## [Exercise]
Starting at the first line of the material and ending at the line that contains "point(1082, 389)", write out every line again, scaling each point coordinate by 0.45 and rounding to a whole number (halves go up) while leaving all other text unchanged. Leave the pictures out.

## Begin Entries

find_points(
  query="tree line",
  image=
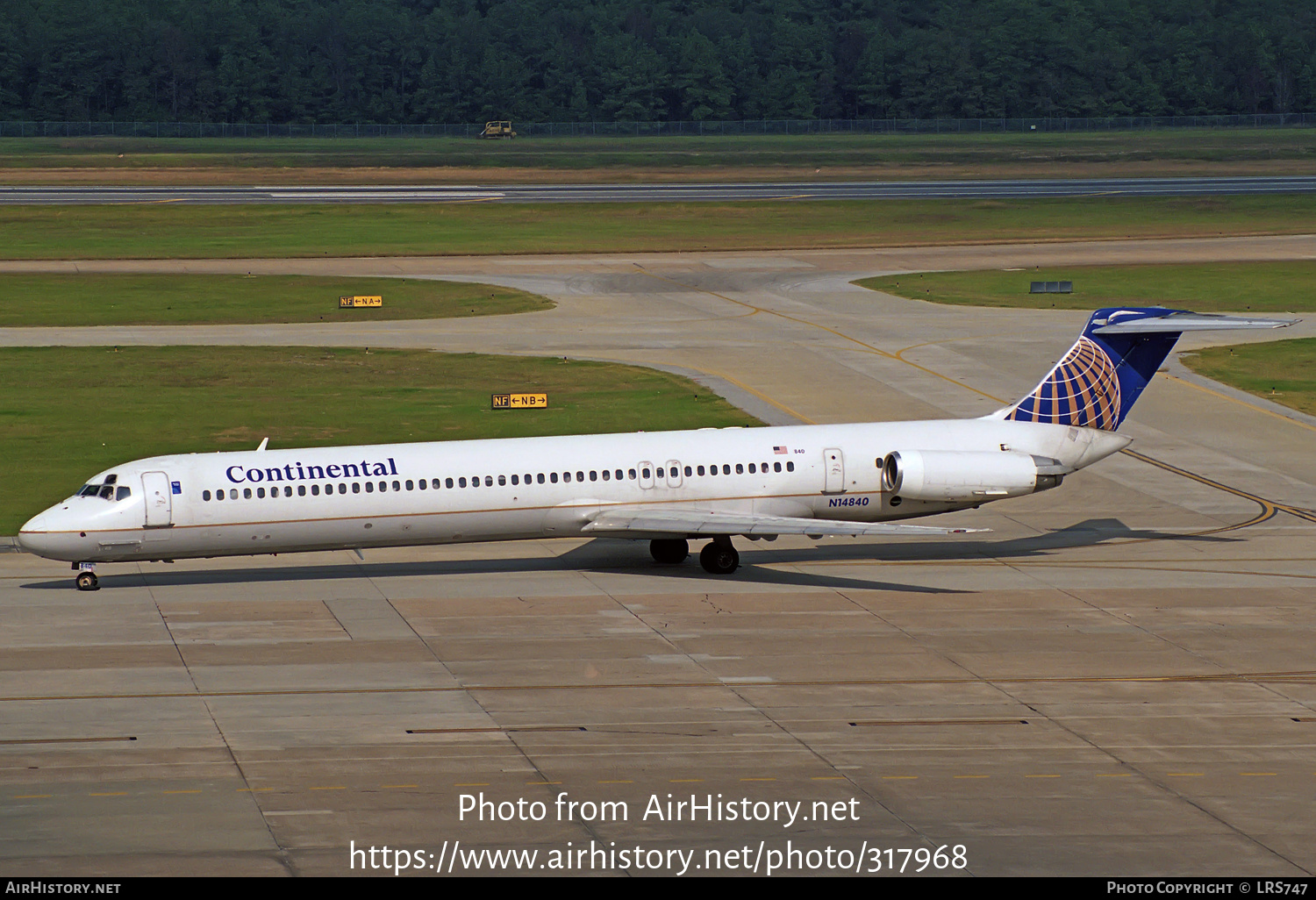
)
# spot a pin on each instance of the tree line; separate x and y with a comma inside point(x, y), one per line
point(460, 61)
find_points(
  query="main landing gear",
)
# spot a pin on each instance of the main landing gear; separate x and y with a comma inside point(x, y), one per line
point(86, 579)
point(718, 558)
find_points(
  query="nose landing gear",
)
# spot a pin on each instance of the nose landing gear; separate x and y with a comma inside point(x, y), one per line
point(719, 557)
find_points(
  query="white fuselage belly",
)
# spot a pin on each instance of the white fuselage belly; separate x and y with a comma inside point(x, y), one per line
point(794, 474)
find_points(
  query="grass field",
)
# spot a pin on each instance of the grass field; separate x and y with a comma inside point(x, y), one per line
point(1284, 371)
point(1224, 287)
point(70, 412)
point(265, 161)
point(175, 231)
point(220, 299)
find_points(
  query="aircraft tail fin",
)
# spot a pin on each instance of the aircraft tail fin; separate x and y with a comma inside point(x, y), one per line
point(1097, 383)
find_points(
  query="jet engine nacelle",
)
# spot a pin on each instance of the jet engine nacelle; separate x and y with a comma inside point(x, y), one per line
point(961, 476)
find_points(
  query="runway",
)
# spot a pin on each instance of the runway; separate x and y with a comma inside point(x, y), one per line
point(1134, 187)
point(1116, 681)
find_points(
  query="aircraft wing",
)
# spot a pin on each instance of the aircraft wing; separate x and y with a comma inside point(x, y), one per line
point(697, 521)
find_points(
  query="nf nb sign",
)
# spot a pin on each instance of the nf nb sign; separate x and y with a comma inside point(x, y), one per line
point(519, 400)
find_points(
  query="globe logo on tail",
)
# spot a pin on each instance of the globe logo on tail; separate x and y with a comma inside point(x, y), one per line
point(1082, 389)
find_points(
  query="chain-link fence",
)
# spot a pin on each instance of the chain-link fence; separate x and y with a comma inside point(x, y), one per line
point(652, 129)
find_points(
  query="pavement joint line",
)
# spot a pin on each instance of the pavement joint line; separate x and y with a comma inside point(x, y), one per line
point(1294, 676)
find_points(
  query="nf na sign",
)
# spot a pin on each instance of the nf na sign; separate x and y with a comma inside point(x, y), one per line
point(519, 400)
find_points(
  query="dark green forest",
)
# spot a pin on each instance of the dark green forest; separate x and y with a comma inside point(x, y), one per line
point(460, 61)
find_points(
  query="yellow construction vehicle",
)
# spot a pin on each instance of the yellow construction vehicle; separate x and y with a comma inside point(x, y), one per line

## End Entries

## [Full answer]
find_points(
  query="tree line",
  image=
)
# spot a pin on each instance of the tree line; separate x and y with a comma inside point(x, y), one per line
point(207, 27)
find_points(
  query="main landing gear",
)
# spot a pin on each instance of the main landing gear; separate x and y with a comma inside point(x, y), one per line
point(39, 261)
point(323, 251)
find_points(
  query="nose landing gear",
)
# spot a pin on each instance of the nose landing gear; separate x and y with a comma inside point(x, y), one per line
point(324, 251)
find_points(
  query="white fuselage belly",
)
# spot a pin on each instance of the white fuselage belly; separate x and y with a comma inside point(x, y), one per line
point(357, 213)
find_points(
  query="grass field",
)
# spot a pin on each instance of the grass field; separate x and y with a comma inside point(x, y), one per line
point(578, 167)
point(551, 129)
point(32, 185)
point(119, 72)
point(79, 104)
point(99, 135)
find_points(
  query="aircraft tail fin",
)
# spot a pin on each instance of the aircraft tail fin; separate x and y with a comma inside point(x, y), one per line
point(494, 172)
find_points(
  query="jet engine nacelle",
)
# spot a pin on each instance of the jet engine nacelle; separate x and y with a comma inside point(x, y), one per line
point(432, 214)
find_points(
  query="runway",
)
# spot a pin on each instance of the runway; separate x and y with a comma inside point(x, y), one per line
point(510, 84)
point(502, 306)
find_points(
  query="aircraft wing",
)
# spot a pin on each instance of the aircraft wing; separate x and y with a comma inside point(x, y), one per line
point(314, 234)
find_points(
  query="nf nb sign",
)
# spot a pin on each instance of the nf nb sign; separate x and y with a comma inside point(x, y), one per line
point(234, 180)
find_points(
  query="globe logo on tail",
)
# spot a pin on each instance of the globe logo on tail; separate x and y with a comma inside point(x, y), one per line
point(487, 175)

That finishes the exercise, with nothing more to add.